### Quoted text:
*****

When I heard that Gregory XVIII had resigned, I was skeptical, it had to be just someone’s wishful thinking. The idea that the most hard line of all the “popes” in Palmar’s history would abandon the Church seemed impossible. This is the man who had branded himself as the “Receiver of Christ”, established his own personality cult, and formed the so called “Red Guard”. The latter being a band of followers who would lay down their lives for him. In the end he just got up and left. Ultimately, he took the cowards way out, he has been quoted as saying he “lost his faith” [3] and “I discovered that all that had been a sham for financial purposes” [3]. Why he didn’t use his position as “pope” to bring these revelations to light among the faithful? Instead he left a note behind and ran anyway
with his lover. Rather than using documents that could be used to expose Palmar for what it is he treats them as mere blackmail [3].
Those inside Palmar are now left in the dark, they will be spoon fed nonsense by Peter III, about how Gregory XVIII lost the faith and that this is just another test. Nowhere in Palmar’s teachings is there mention of such a huge event as a “pope” apostatising in such a way. To the remaining Palmarians, this should be “the writing on the wall”. I hope this will at least make them question their blind faith and the direction that it has taken them in. In the end I found that growing up as youth in the Palmarian Catholic Church was a dehumanising experience.

*****

### Instructions to follow:
In the text on Gregory XVIII's resignation, what title did he brand himself with?

### Supplied records:
*****

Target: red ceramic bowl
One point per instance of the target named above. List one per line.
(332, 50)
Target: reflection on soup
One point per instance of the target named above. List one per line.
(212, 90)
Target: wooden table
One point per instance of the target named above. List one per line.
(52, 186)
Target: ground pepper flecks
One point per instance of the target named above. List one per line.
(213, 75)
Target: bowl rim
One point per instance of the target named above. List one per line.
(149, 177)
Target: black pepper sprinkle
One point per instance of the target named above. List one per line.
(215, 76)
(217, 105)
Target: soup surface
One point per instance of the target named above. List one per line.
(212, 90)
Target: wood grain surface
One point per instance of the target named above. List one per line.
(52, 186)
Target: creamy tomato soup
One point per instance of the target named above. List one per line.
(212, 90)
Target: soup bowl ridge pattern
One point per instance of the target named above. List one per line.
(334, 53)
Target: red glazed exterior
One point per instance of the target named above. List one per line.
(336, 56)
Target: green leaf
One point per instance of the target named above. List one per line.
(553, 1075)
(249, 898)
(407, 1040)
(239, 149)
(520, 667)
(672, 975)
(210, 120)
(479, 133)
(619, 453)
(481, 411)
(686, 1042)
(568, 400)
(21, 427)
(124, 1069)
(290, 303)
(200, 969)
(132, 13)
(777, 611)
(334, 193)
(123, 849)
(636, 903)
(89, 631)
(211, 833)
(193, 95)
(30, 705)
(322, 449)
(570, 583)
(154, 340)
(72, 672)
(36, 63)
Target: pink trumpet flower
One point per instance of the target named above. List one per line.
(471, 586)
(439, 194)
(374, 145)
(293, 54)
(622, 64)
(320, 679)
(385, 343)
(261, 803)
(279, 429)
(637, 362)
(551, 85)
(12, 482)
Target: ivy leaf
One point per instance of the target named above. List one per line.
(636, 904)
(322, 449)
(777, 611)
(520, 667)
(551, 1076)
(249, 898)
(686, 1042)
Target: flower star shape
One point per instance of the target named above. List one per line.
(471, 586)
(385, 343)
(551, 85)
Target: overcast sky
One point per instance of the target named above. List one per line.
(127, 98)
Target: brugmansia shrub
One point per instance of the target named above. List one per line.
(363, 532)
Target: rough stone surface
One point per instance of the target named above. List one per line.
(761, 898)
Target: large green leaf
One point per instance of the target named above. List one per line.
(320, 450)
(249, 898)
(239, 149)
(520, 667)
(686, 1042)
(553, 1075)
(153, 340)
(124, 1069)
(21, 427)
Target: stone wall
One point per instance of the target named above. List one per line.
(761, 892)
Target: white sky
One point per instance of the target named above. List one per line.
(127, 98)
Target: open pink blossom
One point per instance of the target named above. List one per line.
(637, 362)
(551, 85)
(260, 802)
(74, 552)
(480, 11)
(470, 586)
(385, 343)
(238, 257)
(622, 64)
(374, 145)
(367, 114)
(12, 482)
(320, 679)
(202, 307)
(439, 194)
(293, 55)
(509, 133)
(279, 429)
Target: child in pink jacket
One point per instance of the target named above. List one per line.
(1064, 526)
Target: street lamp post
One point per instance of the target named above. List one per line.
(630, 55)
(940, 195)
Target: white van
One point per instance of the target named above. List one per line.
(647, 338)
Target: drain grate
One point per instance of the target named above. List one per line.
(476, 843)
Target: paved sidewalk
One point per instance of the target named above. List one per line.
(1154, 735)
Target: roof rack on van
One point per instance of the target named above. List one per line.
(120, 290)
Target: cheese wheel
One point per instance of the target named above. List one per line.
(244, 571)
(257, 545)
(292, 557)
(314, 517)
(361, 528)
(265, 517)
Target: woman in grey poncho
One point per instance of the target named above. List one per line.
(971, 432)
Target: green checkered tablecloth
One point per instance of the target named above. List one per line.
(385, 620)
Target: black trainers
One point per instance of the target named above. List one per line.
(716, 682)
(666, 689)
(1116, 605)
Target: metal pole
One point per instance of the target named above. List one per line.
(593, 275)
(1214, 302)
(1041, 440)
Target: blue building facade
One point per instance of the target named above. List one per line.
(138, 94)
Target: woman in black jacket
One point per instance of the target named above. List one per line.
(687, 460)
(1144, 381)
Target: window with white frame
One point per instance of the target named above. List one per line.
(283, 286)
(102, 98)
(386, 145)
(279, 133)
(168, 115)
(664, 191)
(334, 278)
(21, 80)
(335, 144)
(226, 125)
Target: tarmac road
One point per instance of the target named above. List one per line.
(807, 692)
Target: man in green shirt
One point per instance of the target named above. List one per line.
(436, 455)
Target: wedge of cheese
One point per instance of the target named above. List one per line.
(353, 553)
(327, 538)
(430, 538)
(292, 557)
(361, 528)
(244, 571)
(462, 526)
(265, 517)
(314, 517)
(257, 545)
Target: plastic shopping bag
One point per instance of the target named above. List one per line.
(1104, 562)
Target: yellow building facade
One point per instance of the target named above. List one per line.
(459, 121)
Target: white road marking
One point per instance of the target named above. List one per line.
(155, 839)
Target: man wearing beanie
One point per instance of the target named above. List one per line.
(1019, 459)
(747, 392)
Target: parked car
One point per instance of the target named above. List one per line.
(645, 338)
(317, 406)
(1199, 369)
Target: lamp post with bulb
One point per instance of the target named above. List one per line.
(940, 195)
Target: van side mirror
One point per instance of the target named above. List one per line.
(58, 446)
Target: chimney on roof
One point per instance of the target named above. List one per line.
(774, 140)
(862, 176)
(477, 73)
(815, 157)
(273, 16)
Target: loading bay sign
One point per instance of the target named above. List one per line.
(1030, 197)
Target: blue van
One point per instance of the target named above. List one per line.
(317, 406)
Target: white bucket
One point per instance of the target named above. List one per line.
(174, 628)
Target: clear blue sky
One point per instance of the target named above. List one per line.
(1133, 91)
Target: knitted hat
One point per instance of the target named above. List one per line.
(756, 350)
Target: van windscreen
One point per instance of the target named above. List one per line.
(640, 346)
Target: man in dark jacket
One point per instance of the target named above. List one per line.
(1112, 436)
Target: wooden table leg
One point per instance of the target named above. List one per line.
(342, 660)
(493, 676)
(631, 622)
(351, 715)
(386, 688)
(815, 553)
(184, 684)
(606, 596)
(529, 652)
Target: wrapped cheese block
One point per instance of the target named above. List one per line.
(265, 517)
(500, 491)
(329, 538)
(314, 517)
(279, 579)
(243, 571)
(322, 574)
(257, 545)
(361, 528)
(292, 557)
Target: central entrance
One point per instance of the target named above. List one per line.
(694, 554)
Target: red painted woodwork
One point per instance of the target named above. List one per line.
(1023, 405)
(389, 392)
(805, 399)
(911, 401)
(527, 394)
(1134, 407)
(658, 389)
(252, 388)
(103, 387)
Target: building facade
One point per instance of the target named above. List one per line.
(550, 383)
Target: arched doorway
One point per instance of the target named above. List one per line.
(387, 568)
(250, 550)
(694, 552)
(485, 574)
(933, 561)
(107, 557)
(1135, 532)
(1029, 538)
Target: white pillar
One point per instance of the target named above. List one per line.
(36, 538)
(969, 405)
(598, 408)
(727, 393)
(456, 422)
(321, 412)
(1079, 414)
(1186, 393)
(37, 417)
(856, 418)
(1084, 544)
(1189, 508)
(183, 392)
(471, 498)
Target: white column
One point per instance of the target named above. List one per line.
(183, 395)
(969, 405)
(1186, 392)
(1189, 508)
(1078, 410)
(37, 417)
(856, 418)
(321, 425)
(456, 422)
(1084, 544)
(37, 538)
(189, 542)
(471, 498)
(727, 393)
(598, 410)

*****

### Answer to this task:
The "Receiver of Christ"